**Your instructions**
Can you reproduce the listing below with every "single marker" swapped for "single dot" and nothing else altered?

**Material for this exercise**
★ ★ ★ ★ ★ ★ ★

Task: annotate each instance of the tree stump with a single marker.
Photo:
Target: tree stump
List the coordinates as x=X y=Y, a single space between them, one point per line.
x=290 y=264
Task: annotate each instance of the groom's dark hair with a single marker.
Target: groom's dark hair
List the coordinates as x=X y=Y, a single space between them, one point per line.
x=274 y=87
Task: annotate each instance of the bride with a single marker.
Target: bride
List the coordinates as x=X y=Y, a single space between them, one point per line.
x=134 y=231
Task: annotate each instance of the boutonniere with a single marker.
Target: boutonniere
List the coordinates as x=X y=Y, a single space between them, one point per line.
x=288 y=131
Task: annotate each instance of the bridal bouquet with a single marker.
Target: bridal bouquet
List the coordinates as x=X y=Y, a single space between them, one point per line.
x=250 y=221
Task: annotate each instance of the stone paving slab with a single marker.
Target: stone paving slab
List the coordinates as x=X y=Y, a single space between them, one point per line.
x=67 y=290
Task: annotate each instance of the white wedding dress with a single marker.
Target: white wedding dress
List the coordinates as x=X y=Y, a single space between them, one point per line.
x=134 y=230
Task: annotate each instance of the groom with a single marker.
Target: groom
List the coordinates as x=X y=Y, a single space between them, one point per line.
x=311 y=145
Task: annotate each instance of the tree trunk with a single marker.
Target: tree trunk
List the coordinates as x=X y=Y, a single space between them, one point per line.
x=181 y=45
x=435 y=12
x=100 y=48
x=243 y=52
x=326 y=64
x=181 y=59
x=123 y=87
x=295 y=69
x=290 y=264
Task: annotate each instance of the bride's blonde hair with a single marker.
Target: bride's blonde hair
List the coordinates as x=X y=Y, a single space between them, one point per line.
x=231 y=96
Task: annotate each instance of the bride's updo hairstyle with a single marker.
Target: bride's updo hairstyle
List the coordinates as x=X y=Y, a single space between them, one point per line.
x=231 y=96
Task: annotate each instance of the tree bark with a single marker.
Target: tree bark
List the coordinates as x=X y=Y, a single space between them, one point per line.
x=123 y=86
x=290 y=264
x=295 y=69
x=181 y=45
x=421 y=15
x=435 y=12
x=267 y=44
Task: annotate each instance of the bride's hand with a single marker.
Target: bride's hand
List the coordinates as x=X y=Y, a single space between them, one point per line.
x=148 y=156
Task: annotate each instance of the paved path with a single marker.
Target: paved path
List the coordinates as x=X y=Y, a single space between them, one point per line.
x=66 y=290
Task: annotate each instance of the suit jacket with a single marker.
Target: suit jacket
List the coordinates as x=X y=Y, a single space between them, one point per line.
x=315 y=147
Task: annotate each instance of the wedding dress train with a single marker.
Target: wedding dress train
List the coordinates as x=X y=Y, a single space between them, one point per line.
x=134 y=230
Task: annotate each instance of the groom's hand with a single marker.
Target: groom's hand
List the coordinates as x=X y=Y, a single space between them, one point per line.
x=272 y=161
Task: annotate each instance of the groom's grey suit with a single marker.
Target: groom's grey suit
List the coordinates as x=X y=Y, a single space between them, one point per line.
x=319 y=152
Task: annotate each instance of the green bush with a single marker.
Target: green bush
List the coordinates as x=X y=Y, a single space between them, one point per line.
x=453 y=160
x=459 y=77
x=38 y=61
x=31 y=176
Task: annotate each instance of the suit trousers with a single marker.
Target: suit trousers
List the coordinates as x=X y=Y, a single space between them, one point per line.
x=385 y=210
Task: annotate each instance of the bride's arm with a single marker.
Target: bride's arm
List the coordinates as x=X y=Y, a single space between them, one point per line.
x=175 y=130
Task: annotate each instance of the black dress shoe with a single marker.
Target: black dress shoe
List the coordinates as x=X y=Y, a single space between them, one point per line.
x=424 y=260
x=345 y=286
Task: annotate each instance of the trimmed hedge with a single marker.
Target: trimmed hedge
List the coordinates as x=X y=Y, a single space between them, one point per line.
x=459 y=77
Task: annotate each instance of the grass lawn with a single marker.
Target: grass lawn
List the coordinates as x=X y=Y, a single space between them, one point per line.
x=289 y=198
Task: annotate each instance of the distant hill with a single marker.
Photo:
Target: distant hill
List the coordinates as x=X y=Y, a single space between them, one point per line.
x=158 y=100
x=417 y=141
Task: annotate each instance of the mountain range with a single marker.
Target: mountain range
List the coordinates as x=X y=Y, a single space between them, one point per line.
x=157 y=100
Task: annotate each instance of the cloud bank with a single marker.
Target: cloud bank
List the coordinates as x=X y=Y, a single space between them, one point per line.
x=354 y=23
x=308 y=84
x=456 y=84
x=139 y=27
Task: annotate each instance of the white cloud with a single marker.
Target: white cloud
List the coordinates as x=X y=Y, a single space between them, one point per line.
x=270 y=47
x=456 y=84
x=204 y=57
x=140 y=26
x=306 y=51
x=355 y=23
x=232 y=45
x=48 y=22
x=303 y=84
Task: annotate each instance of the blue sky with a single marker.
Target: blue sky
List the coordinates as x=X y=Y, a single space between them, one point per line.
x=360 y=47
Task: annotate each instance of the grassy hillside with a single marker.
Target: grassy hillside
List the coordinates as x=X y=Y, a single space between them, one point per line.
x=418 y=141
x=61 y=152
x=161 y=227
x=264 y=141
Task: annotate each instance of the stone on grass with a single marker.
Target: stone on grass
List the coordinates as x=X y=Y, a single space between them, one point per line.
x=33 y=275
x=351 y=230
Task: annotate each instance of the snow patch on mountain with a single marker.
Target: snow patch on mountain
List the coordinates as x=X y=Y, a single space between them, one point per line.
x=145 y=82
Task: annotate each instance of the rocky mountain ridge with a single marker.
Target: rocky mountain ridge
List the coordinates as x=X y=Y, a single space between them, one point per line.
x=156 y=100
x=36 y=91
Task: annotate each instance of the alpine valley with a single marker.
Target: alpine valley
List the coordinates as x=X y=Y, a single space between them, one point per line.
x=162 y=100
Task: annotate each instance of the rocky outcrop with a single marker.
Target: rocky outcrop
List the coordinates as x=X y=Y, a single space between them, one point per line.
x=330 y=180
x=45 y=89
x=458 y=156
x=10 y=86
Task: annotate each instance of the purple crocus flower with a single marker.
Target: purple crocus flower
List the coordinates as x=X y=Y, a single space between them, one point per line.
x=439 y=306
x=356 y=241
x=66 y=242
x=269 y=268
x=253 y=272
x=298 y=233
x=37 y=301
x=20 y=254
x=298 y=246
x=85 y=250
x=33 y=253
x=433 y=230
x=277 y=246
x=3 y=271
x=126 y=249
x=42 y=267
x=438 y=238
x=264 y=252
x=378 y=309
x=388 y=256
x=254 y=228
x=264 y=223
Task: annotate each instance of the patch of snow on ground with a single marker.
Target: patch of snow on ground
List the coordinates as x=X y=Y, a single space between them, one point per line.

★ ★ ★ ★ ★ ★ ★

**Written solution**
Task: annotate each instance of the tree stump with a single dot.
Photo:
Target: tree stump
List the coordinates as x=X y=Y, a single space between them, one point per line.
x=290 y=264
Task: annotate each instance of the groom's dark hair with a single dot.
Target: groom's dark hair
List the coordinates as x=X y=Y, a single space between them, one point per line.
x=274 y=87
Task: annotate each instance of the bride with a single dot.
Target: bride
List the coordinates as x=X y=Y, a single space between them, one point per line.
x=134 y=231
Task: annotate each instance of the boutonniere with a single dot.
Target: boutonniere
List the coordinates as x=X y=Y, a single space between them, one point per line.
x=288 y=131
Task: annotate each instance of the bridal bouquet with a single dot.
Target: bridal bouquet
List the coordinates as x=X y=Y, a single space between them, one point per line.
x=250 y=221
Task: annotate each instance of the stone paving slab with a single dot.
Target: stone paving slab
List the coordinates as x=X y=Y, a single space between them, one point per line.
x=67 y=290
Task: annotate each instance of the white wedding dress with a single dot.
Target: white wedding dress
List the coordinates as x=X y=Y, a single space between them, one point per line.
x=134 y=230
Task: annotate each instance of the groom with a single dot.
Target: groom
List the coordinates as x=X y=Y, a single space between them, one point per line.
x=311 y=145
Task: annotate each instance of the tree trunk with a single dot.
Target: tree trunk
List the coordinates as x=X y=Y, a single space between them, one point per line.
x=181 y=45
x=435 y=12
x=100 y=48
x=243 y=52
x=326 y=64
x=181 y=59
x=123 y=87
x=295 y=69
x=290 y=264
Task: annotate each instance of the bride's blonde hair with a single dot.
Target: bride's blonde hair
List the coordinates as x=X y=Y, a single space between them, one point per line.
x=231 y=96
Task: annotate each instance of the bride's updo hairstyle with a single dot.
Target: bride's updo hairstyle
List the coordinates as x=X y=Y, a single space between them, one point per line.
x=231 y=96
Task: annotate each instance of the tree bark with a single dot.
Target: tree bark
List the coordinates as x=X y=Y, a single space between them, one point per line.
x=123 y=86
x=290 y=264
x=295 y=69
x=181 y=45
x=421 y=15
x=435 y=12
x=267 y=44
Task: annotate each instance of the bride's hand with a single dot.
Target: bride's hand
List the coordinates as x=X y=Y, a single space between them, one point per line.
x=148 y=156
Task: annotate each instance of the paved path with a single dot.
Target: paved path
List the coordinates as x=X y=Y, a single space between them, one point per line.
x=66 y=290
Task: annotate each instance of the suit jacket with a single dot.
Target: suit jacket
List the coordinates as x=X y=Y, a single space between them, one point per line.
x=315 y=147
Task: annotate each instance of the wedding dress train with a single dot.
Target: wedding dress train
List the coordinates as x=X y=Y, a single space between them, one point per line.
x=134 y=230
Task: annotate each instance of the groom's hand with a single dot.
Target: groom's hand
List the coordinates as x=X y=Y, a single space between them, one point per line.
x=272 y=161
Task: annotate each instance of the groom's grey suit with a single dot.
Target: groom's grey suit
List the coordinates as x=X y=Y, a single space between them, one point per line.
x=319 y=152
Task: annotate each instance of the green bush with a single dot.
Target: green bush
List the coordinates as x=X y=Y, a single space between them, one point per line.
x=453 y=160
x=459 y=77
x=38 y=61
x=31 y=176
Task: annotate each instance of the suit trousers with a single dot.
Target: suit trousers
List the coordinates as x=X y=Y, a single space between them, one point per line.
x=385 y=210
Task: annotate each instance of the bride's arm with a single dot.
Target: bride's arm
List the coordinates as x=X y=Y, a single space between them, one point per line.
x=175 y=130
Task: annotate each instance of the black dress shoe with a single dot.
Target: black dress shoe
List the coordinates as x=X y=Y, a single space between them, one point per line.
x=424 y=260
x=345 y=286
Task: annotate each instance of the trimmed hedge with a single dot.
Target: trimmed hedge
List the coordinates as x=X y=Y, a single space between them, one point per line.
x=459 y=77
Task: annotate each instance of the grass lawn with a single dot.
Target: grass lawn
List the coordinates as x=X y=Y, a single space between them, one point per line.
x=289 y=198
Task: annotate each instance of the distant hill with a single dot.
Photo:
Target: distant hill
List the coordinates as x=X y=Y, a single space between them, one point per line.
x=158 y=100
x=417 y=141
Task: annotate each instance of the mountain range with a single dot.
Target: mountain range
List the coordinates as x=X y=Y, a single space between them, one point per line.
x=157 y=100
Task: annotate each instance of the cloud bank with a single dot.
Target: cloud bank
List the coordinates as x=X y=Y, a single space between them, one point per line.
x=354 y=23
x=308 y=84
x=456 y=84
x=139 y=27
Task: annotate each instance of the white cloud with a single dot.
Target: white cloud
List the coordinates as x=X y=Y, a single space between them, one point per line.
x=270 y=47
x=456 y=84
x=204 y=57
x=140 y=26
x=306 y=51
x=355 y=23
x=232 y=45
x=48 y=22
x=303 y=84
Task: annotate each instance of the blue sky with a single dot.
Target: blue sky
List the coordinates as x=X y=Y, a single space between them, one point per line.
x=360 y=47
Task: annotate each instance of the grassy hillside with a single dot.
Target: grassy hillside
List the coordinates as x=X y=Y, a single space between them, one point per line.
x=418 y=141
x=61 y=152
x=161 y=227
x=264 y=141
Task: annotate each instance of the stone on grass with a single dot.
Target: stone on grass
List the coordinates as x=X y=Y, a single space between them, one point per line.
x=33 y=275
x=351 y=230
Task: annotate each instance of the snow patch on mountain with a single dot.
Target: snow patch on mountain
List the coordinates as x=X y=Y, a single space between them, one point per line.
x=145 y=82
Task: annotate each instance of the rocky mountain ridge with a single dot.
Target: rocky mountain ridge
List the coordinates as x=X y=Y, a single space between them, one point per line.
x=156 y=100
x=36 y=91
Task: annotate each instance of the alpine valley with a single dot.
Target: alpine valley
List the coordinates as x=X y=Y, a single space between them, one point per line.
x=162 y=100
Task: annotate each instance of the rocky outcrop with a single dot.
Target: rocky outcrop
List the coordinates as x=X y=Y, a single space between them, one point per line.
x=330 y=180
x=45 y=89
x=458 y=156
x=10 y=86
Task: annotate each instance of the purple crocus flower with a single dot.
Target: purple crocus flower
List the coordinates as x=X y=Y, a single space between them, one point per line.
x=439 y=306
x=356 y=241
x=66 y=242
x=269 y=268
x=253 y=272
x=298 y=233
x=37 y=301
x=20 y=254
x=298 y=246
x=85 y=250
x=33 y=253
x=433 y=230
x=277 y=246
x=3 y=271
x=126 y=249
x=42 y=267
x=438 y=238
x=264 y=252
x=378 y=309
x=388 y=256
x=254 y=228
x=264 y=223
Task: annotate each instance of the patch of snow on ground with a single dot.
Target: patch of snow on ground
List the coordinates as x=X y=Y, a single space between them, one point per line.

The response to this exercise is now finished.